*WORK TO COMPLETE*
Starting at the line that contains "The service SHOULD place a point on the grassy", transcribe every remaining line of the entries exactly, including the last one.
* START *
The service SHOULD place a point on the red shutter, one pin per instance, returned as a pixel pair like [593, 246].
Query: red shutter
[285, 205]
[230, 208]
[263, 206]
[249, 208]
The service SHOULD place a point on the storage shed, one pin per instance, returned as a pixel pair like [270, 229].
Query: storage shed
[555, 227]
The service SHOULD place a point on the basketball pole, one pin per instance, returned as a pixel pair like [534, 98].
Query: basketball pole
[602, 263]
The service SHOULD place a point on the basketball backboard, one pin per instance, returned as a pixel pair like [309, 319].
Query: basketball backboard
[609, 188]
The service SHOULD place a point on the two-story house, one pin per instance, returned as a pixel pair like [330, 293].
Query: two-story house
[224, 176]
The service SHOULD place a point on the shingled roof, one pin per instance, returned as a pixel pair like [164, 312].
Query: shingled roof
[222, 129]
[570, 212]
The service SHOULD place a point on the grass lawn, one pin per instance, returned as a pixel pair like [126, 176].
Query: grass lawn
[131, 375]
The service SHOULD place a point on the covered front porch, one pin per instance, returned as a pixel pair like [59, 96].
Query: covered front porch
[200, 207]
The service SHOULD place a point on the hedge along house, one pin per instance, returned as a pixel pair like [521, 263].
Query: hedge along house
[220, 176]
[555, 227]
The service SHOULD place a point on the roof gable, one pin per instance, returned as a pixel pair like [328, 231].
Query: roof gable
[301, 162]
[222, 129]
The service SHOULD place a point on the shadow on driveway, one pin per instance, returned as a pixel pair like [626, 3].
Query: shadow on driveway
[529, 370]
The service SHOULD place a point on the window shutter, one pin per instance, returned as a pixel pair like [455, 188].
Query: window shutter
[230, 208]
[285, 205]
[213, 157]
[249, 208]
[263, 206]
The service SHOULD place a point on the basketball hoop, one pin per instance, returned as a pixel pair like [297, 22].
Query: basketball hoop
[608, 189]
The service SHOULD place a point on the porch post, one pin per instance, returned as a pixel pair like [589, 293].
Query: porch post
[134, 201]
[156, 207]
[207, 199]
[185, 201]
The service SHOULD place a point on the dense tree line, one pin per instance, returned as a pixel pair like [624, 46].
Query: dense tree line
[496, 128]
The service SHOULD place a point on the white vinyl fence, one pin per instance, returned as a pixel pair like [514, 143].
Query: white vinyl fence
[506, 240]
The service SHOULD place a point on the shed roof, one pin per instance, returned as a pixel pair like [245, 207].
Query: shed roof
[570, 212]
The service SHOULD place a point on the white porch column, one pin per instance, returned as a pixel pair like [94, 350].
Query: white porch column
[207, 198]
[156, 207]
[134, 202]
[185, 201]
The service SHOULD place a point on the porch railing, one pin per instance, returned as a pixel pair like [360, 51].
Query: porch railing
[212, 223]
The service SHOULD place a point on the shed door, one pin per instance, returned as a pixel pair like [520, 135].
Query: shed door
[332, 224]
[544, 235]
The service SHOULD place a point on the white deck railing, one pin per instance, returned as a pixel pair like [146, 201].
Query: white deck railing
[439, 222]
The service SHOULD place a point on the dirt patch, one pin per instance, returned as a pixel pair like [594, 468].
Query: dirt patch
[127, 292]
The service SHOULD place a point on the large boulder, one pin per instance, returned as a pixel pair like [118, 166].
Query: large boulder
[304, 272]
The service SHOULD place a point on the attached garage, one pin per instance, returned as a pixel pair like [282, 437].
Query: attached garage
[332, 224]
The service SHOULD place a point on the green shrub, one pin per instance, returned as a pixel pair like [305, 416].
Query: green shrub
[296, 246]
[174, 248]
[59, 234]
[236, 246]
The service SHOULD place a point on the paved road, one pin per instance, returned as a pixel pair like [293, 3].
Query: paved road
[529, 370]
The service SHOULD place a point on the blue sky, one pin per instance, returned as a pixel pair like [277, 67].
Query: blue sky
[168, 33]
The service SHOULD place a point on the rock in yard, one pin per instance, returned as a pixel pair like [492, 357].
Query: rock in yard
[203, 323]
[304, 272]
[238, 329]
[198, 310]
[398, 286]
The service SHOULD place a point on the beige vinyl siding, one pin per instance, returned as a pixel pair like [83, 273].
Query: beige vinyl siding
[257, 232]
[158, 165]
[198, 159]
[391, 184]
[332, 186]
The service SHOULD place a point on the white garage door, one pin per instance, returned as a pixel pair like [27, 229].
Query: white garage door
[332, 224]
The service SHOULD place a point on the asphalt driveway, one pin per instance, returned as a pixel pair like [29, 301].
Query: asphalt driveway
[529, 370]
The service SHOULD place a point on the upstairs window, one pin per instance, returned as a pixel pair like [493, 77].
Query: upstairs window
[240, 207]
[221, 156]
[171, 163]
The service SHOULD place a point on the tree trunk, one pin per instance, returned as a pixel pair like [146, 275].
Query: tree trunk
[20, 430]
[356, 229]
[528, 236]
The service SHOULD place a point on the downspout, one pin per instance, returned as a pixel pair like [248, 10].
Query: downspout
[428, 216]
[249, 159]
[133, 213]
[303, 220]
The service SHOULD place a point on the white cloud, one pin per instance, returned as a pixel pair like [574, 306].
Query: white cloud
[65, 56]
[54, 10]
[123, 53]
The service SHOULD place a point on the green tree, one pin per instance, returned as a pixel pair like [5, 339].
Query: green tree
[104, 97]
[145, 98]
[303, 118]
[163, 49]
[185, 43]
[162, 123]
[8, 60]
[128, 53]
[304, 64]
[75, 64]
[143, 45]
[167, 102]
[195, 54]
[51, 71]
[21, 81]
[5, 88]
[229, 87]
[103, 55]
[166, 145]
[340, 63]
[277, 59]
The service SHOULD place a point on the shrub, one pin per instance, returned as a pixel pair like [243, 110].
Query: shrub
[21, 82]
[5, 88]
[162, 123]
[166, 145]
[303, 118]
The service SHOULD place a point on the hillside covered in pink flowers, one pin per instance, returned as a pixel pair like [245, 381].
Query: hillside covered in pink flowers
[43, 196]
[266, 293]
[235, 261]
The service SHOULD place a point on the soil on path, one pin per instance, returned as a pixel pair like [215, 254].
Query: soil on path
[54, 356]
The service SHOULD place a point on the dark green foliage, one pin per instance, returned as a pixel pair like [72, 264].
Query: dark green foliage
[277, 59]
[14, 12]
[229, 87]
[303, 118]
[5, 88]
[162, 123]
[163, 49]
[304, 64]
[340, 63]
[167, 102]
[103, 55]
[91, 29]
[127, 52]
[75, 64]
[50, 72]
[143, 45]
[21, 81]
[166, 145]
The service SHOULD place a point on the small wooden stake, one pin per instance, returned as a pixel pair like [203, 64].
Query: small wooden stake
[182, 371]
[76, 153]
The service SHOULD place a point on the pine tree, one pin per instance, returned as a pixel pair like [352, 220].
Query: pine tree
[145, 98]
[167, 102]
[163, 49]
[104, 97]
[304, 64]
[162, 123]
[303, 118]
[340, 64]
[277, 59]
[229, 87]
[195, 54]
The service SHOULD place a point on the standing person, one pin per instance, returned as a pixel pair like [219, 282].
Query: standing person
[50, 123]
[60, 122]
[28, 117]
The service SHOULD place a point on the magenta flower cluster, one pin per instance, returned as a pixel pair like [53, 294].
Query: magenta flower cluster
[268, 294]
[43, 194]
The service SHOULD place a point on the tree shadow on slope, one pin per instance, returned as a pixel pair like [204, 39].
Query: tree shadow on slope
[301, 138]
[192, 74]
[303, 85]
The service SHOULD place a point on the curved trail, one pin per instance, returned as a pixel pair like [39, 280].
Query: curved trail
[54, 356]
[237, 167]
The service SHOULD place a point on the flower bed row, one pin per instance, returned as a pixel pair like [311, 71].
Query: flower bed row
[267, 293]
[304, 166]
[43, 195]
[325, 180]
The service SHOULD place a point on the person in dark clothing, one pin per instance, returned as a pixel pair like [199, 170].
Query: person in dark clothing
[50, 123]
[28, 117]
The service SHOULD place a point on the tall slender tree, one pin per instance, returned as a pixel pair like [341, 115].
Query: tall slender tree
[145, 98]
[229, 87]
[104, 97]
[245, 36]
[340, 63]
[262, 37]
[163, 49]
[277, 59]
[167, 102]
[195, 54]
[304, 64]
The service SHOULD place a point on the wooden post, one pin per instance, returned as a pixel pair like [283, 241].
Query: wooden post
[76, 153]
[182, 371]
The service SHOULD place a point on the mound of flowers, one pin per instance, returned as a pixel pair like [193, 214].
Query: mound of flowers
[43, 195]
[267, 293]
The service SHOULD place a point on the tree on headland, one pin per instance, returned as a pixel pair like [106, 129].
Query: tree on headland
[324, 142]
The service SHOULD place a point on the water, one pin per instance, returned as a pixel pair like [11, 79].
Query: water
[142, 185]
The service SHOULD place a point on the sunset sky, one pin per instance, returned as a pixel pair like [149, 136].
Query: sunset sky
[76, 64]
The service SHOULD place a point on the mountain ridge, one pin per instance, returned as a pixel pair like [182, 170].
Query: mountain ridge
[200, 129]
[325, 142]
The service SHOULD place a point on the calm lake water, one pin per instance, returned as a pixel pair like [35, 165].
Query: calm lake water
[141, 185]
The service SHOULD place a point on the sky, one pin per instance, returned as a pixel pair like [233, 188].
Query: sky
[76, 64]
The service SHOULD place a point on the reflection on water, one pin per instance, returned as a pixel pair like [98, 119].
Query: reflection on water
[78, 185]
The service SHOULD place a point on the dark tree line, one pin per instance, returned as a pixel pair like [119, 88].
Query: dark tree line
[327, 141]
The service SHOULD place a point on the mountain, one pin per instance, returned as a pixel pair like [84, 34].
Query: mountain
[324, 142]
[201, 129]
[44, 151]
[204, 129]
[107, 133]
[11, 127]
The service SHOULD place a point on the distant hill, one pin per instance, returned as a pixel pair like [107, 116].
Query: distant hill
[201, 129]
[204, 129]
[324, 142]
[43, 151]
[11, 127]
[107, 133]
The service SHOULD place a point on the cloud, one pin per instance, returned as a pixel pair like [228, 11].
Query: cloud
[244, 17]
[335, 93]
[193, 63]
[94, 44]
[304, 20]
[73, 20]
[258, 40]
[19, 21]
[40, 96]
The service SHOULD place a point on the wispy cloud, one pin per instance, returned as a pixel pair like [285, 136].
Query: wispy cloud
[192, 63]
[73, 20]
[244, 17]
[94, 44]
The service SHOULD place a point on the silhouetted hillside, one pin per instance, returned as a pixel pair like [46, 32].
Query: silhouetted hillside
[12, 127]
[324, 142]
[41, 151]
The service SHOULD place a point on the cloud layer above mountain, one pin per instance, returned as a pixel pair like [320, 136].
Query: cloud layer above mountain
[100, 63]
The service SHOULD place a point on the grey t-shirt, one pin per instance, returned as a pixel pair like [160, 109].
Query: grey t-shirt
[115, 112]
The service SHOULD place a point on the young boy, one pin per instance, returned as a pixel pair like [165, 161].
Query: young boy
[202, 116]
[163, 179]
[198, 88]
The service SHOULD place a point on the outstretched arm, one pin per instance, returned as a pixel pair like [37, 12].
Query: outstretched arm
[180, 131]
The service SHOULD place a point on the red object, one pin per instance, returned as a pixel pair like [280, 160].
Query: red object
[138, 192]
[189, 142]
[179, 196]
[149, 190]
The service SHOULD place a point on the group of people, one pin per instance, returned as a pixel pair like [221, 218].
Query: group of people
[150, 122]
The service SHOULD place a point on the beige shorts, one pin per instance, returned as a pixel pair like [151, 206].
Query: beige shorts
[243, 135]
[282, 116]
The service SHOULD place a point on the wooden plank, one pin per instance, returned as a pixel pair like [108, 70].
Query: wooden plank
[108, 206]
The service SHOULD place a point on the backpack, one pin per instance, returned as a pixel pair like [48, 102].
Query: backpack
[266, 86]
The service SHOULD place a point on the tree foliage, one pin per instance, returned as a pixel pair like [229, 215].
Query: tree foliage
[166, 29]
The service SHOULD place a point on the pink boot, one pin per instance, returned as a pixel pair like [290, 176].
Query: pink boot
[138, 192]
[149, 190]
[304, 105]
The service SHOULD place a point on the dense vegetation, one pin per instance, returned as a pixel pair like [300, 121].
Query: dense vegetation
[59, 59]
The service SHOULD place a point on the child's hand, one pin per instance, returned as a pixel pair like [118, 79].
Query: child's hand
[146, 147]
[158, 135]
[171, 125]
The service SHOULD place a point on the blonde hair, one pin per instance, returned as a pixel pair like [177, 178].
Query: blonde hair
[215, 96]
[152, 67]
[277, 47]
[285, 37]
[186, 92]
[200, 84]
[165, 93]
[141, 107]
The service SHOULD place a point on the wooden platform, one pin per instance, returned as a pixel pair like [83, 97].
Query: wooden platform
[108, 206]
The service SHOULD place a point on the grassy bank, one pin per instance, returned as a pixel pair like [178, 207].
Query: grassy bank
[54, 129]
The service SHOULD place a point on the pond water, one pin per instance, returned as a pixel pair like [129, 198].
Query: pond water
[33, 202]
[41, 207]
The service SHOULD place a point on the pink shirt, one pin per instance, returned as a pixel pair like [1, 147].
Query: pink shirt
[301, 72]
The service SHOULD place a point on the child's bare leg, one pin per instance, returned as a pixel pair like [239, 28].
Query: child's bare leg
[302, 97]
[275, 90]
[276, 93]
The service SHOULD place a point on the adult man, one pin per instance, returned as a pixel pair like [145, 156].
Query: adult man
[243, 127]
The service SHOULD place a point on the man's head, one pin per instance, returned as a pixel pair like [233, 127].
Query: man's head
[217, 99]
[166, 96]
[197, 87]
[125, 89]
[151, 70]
* END *
*RESPONSE TO THIS EXERCISE*
The service SHOULD place a point on the grassy bank, one pin per instance, returned as a pixel pair like [178, 207].
Query: grassy bank
[54, 129]
The service SHOULD place a point on the pond water, one pin per instance, returned as a pixel pair like [129, 198].
Query: pond water
[33, 202]
[41, 207]
The service SHOULD place a point on the pink shirt, one pin per instance, returned as a pixel pair like [1, 147].
Query: pink shirt
[301, 72]
The service SHOULD place a point on the child's bare leg, one pin per instance, returned as a pixel pair like [239, 28].
Query: child's bare leg
[302, 97]
[275, 90]
[276, 93]
The service SHOULD place a point on the adult man, one pin per instance, returned as a pixel pair like [145, 156].
Query: adult man
[243, 127]
The service SHOULD place a point on the man's head, one pin per instance, returned as a pixel pair like [233, 127].
Query: man's head
[217, 99]
[166, 96]
[197, 87]
[125, 89]
[151, 70]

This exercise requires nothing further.